- **DOCUMENT SECTION**:
────────────────

The classic movie Jaws instilled both a fear of and fascination with sharks in me. Sharks have unlimited teeth and a garbage can for a stomach. There is little in the water that they need to fear. When Tripwire Interactive and DeepSilver announced Maneater, I just threw money at the screen. I have not (personally) played a shark game since Jaws for the NES. I have high hopes for Maneater. Time to pick it apart and see what is in this monster's belly.
It's a Vicious Cycle
The story of Maneater is very simple; one man's revenge leads to one shark's revenge. Introducing one Scaly Pete, the featured shark hunter in this season of ‘Maneater.' The title of the game has less to do with your character as the television show that tells her tale. A brief tutorial puts you in the fins of the main character's mother – a pregnant Bull Shark. Momma's gotta eat for two, so you proceed to terrorize Crawfish Bay to familiarize yourself with the controls. Local authorities call for available shark hunters and Scaly Pete captures your mother. He then proceeds (on camera) to give an unscheduled Caesarean that brings you into the picture. He “marks” you and you thank him by making lunch of his right hand. The confusion allows the newborn pup to escape to Fawtick Bayou.
Why Not a Great White?
A question many will ask will have to do with the choice of using a Bull Shark instead of a Great White. Bottom line is that a Bull Shark can survive in fresh water. Much of the game takes place inland so this was a sensible choice. Don't worry, this is about as technical as the game gets. Everything else is about mangling things in any way possible.
A Single Drop of Blood
You will go on a feeding frenzy from start to finish in Maneater. About the only time you will not be chomping is when there is no food or you are running away. Starting as a pup you are roughly one meter (about 3 feet) long. You can eat anything you kill but you will have to devour pieces if it is physically larger than you. The combat controls are very easy to pick up; just be careful of RSI when fighting shark hunters. The left trigger is used to swim faster while the right is to bite. If you hold down the right trigger, her mouth stays open. Hold the trigger after a bite and you can thrash your victim using the right stick. During bounty fights, you will make good use of both triggers along with the left and right shoulder buttons. Left is a tail whip that smacks and damages anything it touches. Mutations add secondary effects like poison and stun. The right shoulder button is for evasion; you will press this continuously as humans never stop shooting at you. This all happens in an environment of 360° motion that feels perfectly natural unlike some space combat games. Tripwire did a great job handling the overall movement of the shark.
It's hard out there for a pup
She's living in a teenage wasteland
The hardships of adult life
The Bone Evolution wrecks boats
The Bio-Electric Evolution lets you stun enemies
Rosie, the Apex Alligator
The Apex Barracuda
The Apex Mako took a golf ball to the eye
Mob-wait, copyright… The Apex Sperm Whale
A Different Kind of ‘Graphic'
Maneater is a full of vicious and brutal depictions of dismemberment. Sharks are known to disable larger opponents so they cannot fight back. Our protagonist here is no different. I thought the game was glitched early on during my first fight with an alligator. After a while it had stopped moving but I had not killed it as yet. The reason was that our lovely lady shark had ripped all of its limbs off and it could no longer swim properly. Sharks get all three fins and their tails ripped off and this is gloriously detailed. Here is a look at some of the brutality that Maneater offers. Even this clip does not do full justice.

────────────────

- **GIVEN PROBLEM**: Decide whether each statement agrees with the Maneater review, giving yes or no and quoting the words from the review that settle it: (a) The shark you play is a Great White. (b) The left trigger makes the shark swim faster. (c) After the birth, the pup escapes to Crawfish Bay. The material that follows comes from a separate source.

- **DATASET EXCERPT**:
────────────────

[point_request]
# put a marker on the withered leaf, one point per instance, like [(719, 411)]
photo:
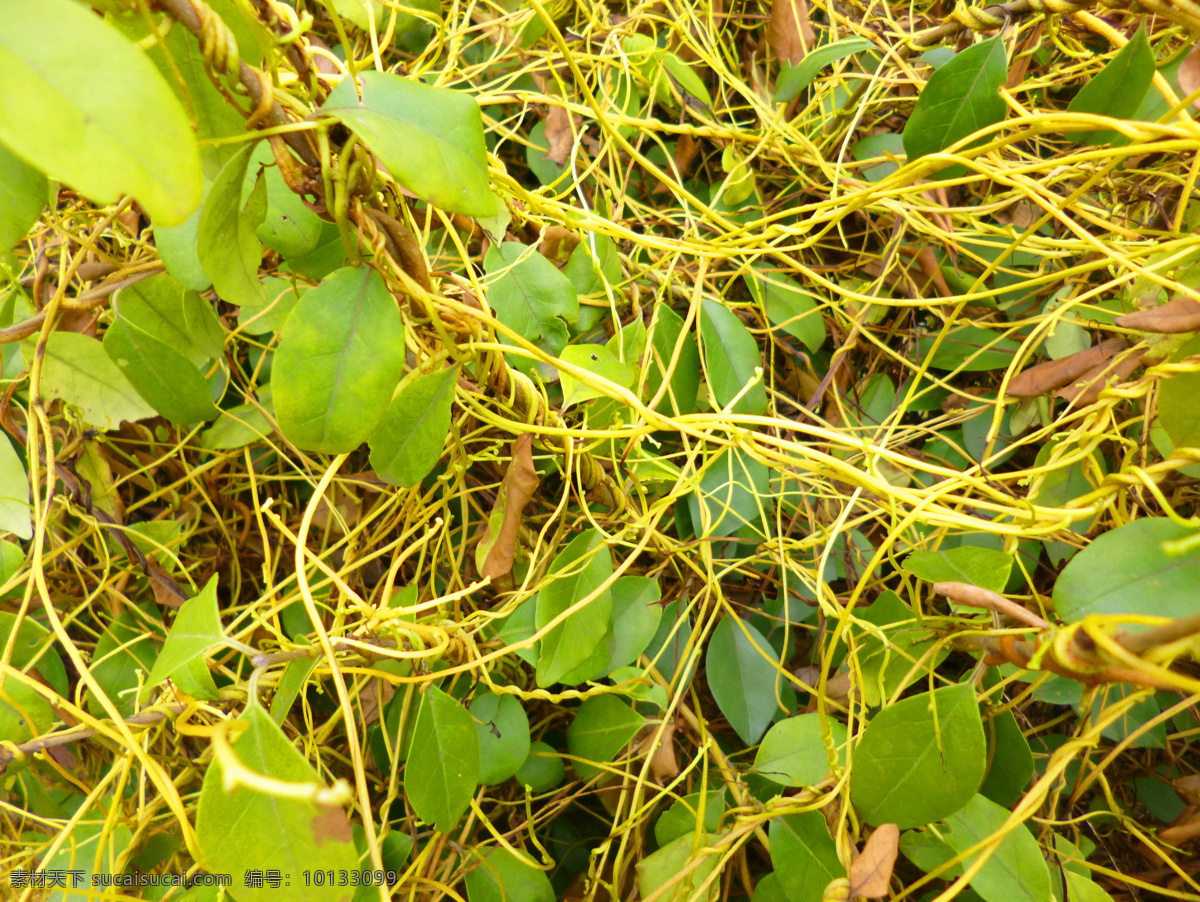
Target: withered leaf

────────────────

- **TASK OUTPUT**:
(a) No: "the choice of using a Bull Shark instead of a Great White"
(b) Yes: "The left trigger is used to swim faster while the right is to bite."
(c) No: "The confusion allows the newborn pup to escape to Fawtick Bayou."